◆ PROVIDED PASSAGE
1) Write a clear, focused objective.

Write a one sentence focus statement that defines what you want to accomplish.

Be specific. If your focus statement is too ambiguous, too general, people won't know where to start.

Print this statement as large as possible, then stick it on the wall or easel so everyone can see it during the session.

Some examples:

"What events can Fila sponsor to position the brand as fashionable athletic wear?"

"What are some inexpensive offers that will get college students to open an account at Bank of America."

"What are 3 ways to bring the Whizz Mints brand personality to life in our ads?"

"What are some simple ways we can communicate the idea that office.com is the best portal for small businesses?"


2) Select participants for the team.

One team leader. That's the person who writes the focus statement, gets everything organized, and leads the session itself. This person's personality should be a Facilitator, not a Terminator.

Two to three people who are familiar with the project. Invite people from creative and account servicing. Even media and planning.

Two to three people who don't know a thing about the project. This is a good way to introduce fresh ideas. Pick smart people. Imaginative people. People who are in the target audience.

Try not to exceed seven people. If more people want to be involved, then plan more sessions.

Don't invite company heavyweights who might inhibit expression or dominate the flow of ideas.

Send a memo or invitation to all participants specifying the time and date. Encourage casual dress. Include the session focus statement, creative brief, and any additional background information they might find helpful.


3) Prepare for the session.

Select a location that's conducive to creative expression. Perhaps away from the office, certainly a place away from interruptions and noise.

Set aside a reasonable amount of time, anywhere from two hours to all day. Four hours, from 10:00 to 2:00 p.m., with lunch brought in, works well.

Get your tools together. You'll need bold marker pens, big sheets of paper, and tape or pins to fix the ideas you generate to the walls or easels.

Get some toys. One ad agency had a box of masks and drums. They'd start each session by putting on the masks and playing the drums. A great way to get the creative juices flowing.

◆ ENTRIES SUPPLIED
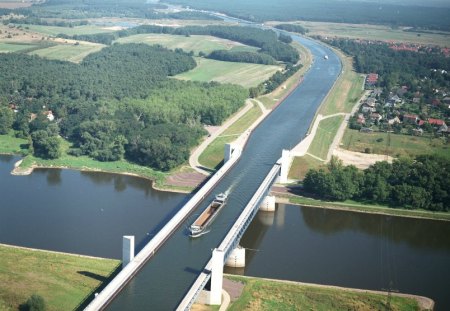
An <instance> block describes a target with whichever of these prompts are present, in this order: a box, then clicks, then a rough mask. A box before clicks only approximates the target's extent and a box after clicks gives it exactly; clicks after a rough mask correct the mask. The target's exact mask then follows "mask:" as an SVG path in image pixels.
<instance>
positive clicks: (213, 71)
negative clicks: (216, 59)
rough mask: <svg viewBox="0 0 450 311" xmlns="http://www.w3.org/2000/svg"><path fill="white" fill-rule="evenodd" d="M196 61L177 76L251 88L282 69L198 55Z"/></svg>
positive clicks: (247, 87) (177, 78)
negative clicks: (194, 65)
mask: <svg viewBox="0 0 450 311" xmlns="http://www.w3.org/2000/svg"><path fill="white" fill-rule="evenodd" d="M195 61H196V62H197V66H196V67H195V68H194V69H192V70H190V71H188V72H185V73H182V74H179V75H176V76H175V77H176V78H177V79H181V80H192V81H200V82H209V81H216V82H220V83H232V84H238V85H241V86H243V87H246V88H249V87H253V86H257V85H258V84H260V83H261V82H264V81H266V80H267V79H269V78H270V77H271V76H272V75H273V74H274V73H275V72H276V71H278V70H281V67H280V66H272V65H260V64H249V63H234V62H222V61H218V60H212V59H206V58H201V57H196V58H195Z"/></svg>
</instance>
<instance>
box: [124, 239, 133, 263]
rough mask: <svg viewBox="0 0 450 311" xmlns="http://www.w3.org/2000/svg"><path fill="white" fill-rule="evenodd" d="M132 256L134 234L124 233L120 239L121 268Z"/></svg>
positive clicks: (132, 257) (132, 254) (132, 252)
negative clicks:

◆ SET OF TASKS
1: Answer these from the session-planning guide above:
(a) What is the most people a team should have?
(b) How long a session, and at what hours, does the guide say works well?
(c) Where should the printed focus statement be put during the session?
2: From the session-planning guide above, return the passage starting at "Set aside a" and ending at "creative juices flowing.".
3: Resume the session-planning guide from where it stops.

◆ ANSWERS PER TASK
1:
(a) Seven people. If more want to be involved, plan more sessions.
(b) Four hours, from 10:00 to 2:00 p.m., with lunch brought in.
(c) On the wall or easel, so everyone can see it.

2:
Set aside a reasonable amount of time, anywhere from two hours to all day. Four hours, from 10:00 to 2:00 p.m., with lunch brought in, works well.

Get your tools together. You'll need bold marker pens, big sheets of paper, and tape or pins to fix the ideas you generate to the walls or easels.

Get some toys. One ad agency had a box of masks and drums. They'd start each session by putting on the masks and playing the drums. A great way to get the creative juices flowing.

3:
Bring idea starters, such as:

- advertising award books,

- stock photo books or sites via laptop or monitor.

- magazines,

- a computer with Internet / Google connection,

- a TV set with a stack of award winning commercials which you can run during the session with the sound turned down,

- toys,

- AdCracker's creative development tools via laptop or monitor.


4) At the session.

The team leader should start the session with a word of welcome, and an overview of the project, including a review of the brief.

Next, the leader introduces Rules For Brainstorming. It's important to mention that this brainstorming session is one place and time where anything goes. Where crazy ideas are encouraged. But where negative comments are not, as in "No, I don't like that idea." Or "That concept will never fly with the client." It's a good idea to post these rules on the wall for all to see during the session.

o

Rules For Brainstorming.

Weird, wild, wacky and off the wall,
ideas are welcome.

Negativity is not.

Build on ideas. Don't shoot them down.

All contributions are welcome and respected.

Do not censor yourself. Just say it.

No interruptions from outside allowed.
(That includes cell phones.)

We will take a short break every hour.

o

The team leader then reads the focus statement, encourages some preliminary ideas, and writes those ideas on the posters for all to see.


The team leader:

- Should contribute to, but not inhibit the flow of ideas. Don't be too controlling.

- Encourage participation from everyone. And don't let one person hold the stage.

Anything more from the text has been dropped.